◆ **PROBLEM**
Render every line of the items below as a numbered list, omitting any blank lines.

◆ **LISTED ENTRIES**
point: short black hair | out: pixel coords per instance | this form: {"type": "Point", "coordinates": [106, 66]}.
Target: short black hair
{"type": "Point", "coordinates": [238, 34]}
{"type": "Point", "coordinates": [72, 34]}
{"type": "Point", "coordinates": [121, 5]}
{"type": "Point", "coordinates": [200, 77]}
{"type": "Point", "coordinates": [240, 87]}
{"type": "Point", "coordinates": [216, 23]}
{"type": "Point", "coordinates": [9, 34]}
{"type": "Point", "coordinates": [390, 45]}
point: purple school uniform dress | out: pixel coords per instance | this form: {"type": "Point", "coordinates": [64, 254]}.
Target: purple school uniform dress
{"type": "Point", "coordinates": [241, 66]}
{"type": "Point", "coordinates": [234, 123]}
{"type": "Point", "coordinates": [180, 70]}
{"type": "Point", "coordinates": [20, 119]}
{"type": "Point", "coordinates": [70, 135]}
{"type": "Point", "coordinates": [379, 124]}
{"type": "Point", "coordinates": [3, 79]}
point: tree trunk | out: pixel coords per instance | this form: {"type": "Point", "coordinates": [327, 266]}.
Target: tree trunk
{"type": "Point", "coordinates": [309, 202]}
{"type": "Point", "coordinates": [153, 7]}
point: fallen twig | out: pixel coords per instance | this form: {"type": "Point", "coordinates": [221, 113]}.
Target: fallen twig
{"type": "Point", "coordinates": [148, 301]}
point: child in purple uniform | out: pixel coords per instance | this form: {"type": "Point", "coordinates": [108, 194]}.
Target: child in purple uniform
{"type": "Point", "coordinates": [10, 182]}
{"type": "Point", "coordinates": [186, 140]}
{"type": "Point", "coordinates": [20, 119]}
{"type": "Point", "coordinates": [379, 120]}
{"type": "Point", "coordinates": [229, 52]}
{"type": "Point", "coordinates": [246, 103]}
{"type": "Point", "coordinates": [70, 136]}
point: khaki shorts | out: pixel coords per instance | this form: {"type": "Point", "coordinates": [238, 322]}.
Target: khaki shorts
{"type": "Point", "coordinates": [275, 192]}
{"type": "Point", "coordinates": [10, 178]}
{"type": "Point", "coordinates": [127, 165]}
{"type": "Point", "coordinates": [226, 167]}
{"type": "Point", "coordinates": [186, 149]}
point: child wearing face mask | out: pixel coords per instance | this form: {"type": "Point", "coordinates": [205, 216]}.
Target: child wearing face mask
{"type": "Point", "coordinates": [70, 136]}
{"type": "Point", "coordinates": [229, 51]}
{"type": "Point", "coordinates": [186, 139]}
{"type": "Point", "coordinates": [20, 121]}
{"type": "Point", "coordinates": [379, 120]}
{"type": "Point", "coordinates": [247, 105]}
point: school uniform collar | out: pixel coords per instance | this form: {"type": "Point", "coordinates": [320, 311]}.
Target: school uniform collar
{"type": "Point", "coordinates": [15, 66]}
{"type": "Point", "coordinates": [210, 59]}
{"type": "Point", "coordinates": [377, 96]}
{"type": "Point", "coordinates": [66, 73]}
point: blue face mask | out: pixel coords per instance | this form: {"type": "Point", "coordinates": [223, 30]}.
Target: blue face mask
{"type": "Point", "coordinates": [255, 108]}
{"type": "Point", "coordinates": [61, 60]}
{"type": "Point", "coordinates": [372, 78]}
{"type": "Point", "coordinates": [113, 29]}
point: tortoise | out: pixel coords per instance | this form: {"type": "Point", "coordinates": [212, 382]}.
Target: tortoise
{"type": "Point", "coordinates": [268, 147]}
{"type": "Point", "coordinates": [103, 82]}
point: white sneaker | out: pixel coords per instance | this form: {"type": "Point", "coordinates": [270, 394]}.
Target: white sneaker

◆ **OUTPUT FOR THIS TASK**
1. point: short black hair | out: pixel coords per instance | this form: {"type": "Point", "coordinates": [106, 66]}.
2. Target: short black hair
3. {"type": "Point", "coordinates": [238, 34]}
4. {"type": "Point", "coordinates": [72, 34]}
5. {"type": "Point", "coordinates": [121, 5]}
6. {"type": "Point", "coordinates": [200, 77]}
7. {"type": "Point", "coordinates": [240, 87]}
8. {"type": "Point", "coordinates": [216, 23]}
9. {"type": "Point", "coordinates": [9, 34]}
10. {"type": "Point", "coordinates": [390, 45]}
11. point: purple school uniform dress | out: pixel coords per instance | this form: {"type": "Point", "coordinates": [64, 254]}.
12. Target: purple school uniform dress
13. {"type": "Point", "coordinates": [241, 66]}
14. {"type": "Point", "coordinates": [234, 123]}
15. {"type": "Point", "coordinates": [180, 70]}
16. {"type": "Point", "coordinates": [20, 119]}
17. {"type": "Point", "coordinates": [70, 135]}
18. {"type": "Point", "coordinates": [379, 124]}
19. {"type": "Point", "coordinates": [3, 79]}
20. point: tree trunk | out: pixel coords per instance | this form: {"type": "Point", "coordinates": [327, 266]}.
21. Target: tree trunk
22. {"type": "Point", "coordinates": [309, 202]}
23. {"type": "Point", "coordinates": [153, 7]}
24. point: fallen twig | out: pixel coords per instance | this form: {"type": "Point", "coordinates": [221, 113]}.
25. Target: fallen twig
26. {"type": "Point", "coordinates": [148, 301]}
27. point: child in purple uniform | out: pixel coords per instance | this form: {"type": "Point", "coordinates": [108, 194]}.
28. Target: child in purple uniform
29. {"type": "Point", "coordinates": [10, 182]}
30. {"type": "Point", "coordinates": [186, 140]}
31. {"type": "Point", "coordinates": [20, 119]}
32. {"type": "Point", "coordinates": [379, 120]}
33. {"type": "Point", "coordinates": [229, 52]}
34. {"type": "Point", "coordinates": [246, 103]}
35. {"type": "Point", "coordinates": [70, 136]}
36. point: khaki shorts | out: pixel coords per instance | this form: {"type": "Point", "coordinates": [238, 322]}.
37. Target: khaki shorts
38. {"type": "Point", "coordinates": [275, 192]}
39. {"type": "Point", "coordinates": [10, 178]}
40. {"type": "Point", "coordinates": [127, 165]}
41. {"type": "Point", "coordinates": [226, 167]}
42. {"type": "Point", "coordinates": [186, 149]}
43. point: child wearing face mask | out: pixel coords per instance | this form: {"type": "Point", "coordinates": [205, 216]}.
44. Target: child wearing face mask
45. {"type": "Point", "coordinates": [70, 136]}
46. {"type": "Point", "coordinates": [229, 51]}
47. {"type": "Point", "coordinates": [186, 139]}
48. {"type": "Point", "coordinates": [20, 121]}
49. {"type": "Point", "coordinates": [379, 120]}
50. {"type": "Point", "coordinates": [247, 105]}
51. point: school uniform collar | out: pixel coords per instance | this form: {"type": "Point", "coordinates": [320, 311]}.
52. Target: school uniform collar
53. {"type": "Point", "coordinates": [15, 66]}
54. {"type": "Point", "coordinates": [210, 59]}
55. {"type": "Point", "coordinates": [377, 96]}
56. {"type": "Point", "coordinates": [66, 73]}
57. point: blue face mask | out: pixel coords per instance | this form: {"type": "Point", "coordinates": [223, 30]}.
58. Target: blue face mask
59. {"type": "Point", "coordinates": [255, 108]}
60. {"type": "Point", "coordinates": [61, 60]}
61. {"type": "Point", "coordinates": [372, 78]}
62. {"type": "Point", "coordinates": [113, 29]}
63. point: tortoise | out: pixel coords per instance | this form: {"type": "Point", "coordinates": [212, 382]}.
64. Target: tortoise
65. {"type": "Point", "coordinates": [268, 147]}
66. {"type": "Point", "coordinates": [103, 82]}
67. point: white sneaker | out: pixel coords per instance | this form: {"type": "Point", "coordinates": [270, 394]}.
68. Target: white sneaker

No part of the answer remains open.